■ **Short task A**
Swap "RAID-1" for "RAID-10" while writing out the passage on write-intent bitmaps again, starting with "Now, here's a" and going on through "single disk failure.".
■ **Short task B**
Carry on the passage about write-intent bitmaps from the point where it stops.

■ **Extract to read**
[BEGIN]

2013-12-23
A good reason to use write-intent bitmaps
Modern versions of Linux's software RAID support what the documentation
calls 'write-intent bitmaps' (see
also the md(4) manpage). To summarize the documentation, this
bitmap keeps track of which parts of the RAID array are potentially
'dirty', ie where different components of the array may be out of
sync with each other. An array with this information can often be
resynchronized much faster after a crash or after a situation
where one component drops out temporarily. However the drawback of a write
intent bitmap is some amount of extra synchronous writes that
will probably require seeks, since the relevant portion of the
bitmap must be marked as dirty and then flushed to disk before the
real write happens.
Now, here's a serious question: how many writes do your systems typically do to their arrays, and how performance-critical are the speeds of those writes? On most of our systems both answers are 'not very', because we're using RAID-1 to make sure systems can ride out a single disk failure.
As far as I can tell the great advantage to write-intent bitmaps is if your system abruptly crashes while it's active (so your arrays have to resync), you have a much better chance to survive if a 'good' source drive for the resync has a read error (whether latent or live). In an ideal world Linux's software RAID would be smart enough in this situation to pick the data from another drive, since it's probably good; however, I'm not sure if it is that smart right now and I don't want to have to trust its smarts. Write-intent bitmaps improve this situation because you're resyncing much less data; instead of a read error anywhere on your entire disk being really dangerous, now you only have to dread a read error on the hopefully small amount being resynced.

[END]

■ **Supplied data**

[BEGIN]

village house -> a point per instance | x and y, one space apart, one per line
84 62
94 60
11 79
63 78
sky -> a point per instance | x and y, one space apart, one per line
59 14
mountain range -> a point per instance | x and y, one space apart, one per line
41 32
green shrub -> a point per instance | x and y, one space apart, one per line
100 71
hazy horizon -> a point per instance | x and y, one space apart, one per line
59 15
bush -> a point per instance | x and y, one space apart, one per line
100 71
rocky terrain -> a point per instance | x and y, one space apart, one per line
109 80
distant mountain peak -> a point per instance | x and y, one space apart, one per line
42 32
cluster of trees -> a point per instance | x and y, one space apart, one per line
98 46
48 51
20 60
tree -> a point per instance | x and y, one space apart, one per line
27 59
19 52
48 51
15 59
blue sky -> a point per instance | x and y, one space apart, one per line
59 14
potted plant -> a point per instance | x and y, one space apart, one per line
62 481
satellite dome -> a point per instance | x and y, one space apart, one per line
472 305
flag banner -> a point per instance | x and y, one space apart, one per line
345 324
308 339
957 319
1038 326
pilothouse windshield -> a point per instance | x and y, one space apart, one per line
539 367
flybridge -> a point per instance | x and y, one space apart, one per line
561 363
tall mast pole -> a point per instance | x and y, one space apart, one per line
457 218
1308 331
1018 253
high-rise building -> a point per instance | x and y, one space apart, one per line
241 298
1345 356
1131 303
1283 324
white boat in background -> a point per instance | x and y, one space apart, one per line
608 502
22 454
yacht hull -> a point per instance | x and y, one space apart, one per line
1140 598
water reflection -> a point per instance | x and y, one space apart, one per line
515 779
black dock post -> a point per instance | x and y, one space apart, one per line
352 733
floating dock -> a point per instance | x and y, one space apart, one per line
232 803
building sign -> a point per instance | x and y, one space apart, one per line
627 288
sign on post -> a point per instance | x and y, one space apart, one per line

[END]

■ **Result A**
Now, here's a serious question: how many writes do your systems typically do to their arrays, and how performance-critical are the speeds of those writes? On most of our systems both answers are 'not very', because we're using RAID-10 to make sure systems can ride out a single disk failure.

■ **Result B**
Based on this logic I'm going to be turning on write-intent bitmaps on most of our systems, because frankly very few of them are write-intensive. Even on my desktop(s) I think I'd rather live with some write overhead in order to cut down the risk of catastrophic data loss.
(All of this came to mind after a recent power failure at home that required resyncing a more-than-a-TB array. I was suddenly nervous when I started to think about it.)
PS: yes, I know about ZFS on Linux and it would definitely do this much better. But it's not ready yet.
Sidebar: about that overhead
How much the write-intent bitmap overhead affects you depends on IO patterns and how much disk space a given bit in the bitmap covers. The best case is probably repeatedly rewriting the same area of the array, where the bits will get set and then just sit there. The worst case is writing once to spots all over the array, requiring one bit to be marked for every real write you do.
Write intent bitmaps on SSD based arrays are much cheaper but probably not totally free, since they require an extra disk cache flush.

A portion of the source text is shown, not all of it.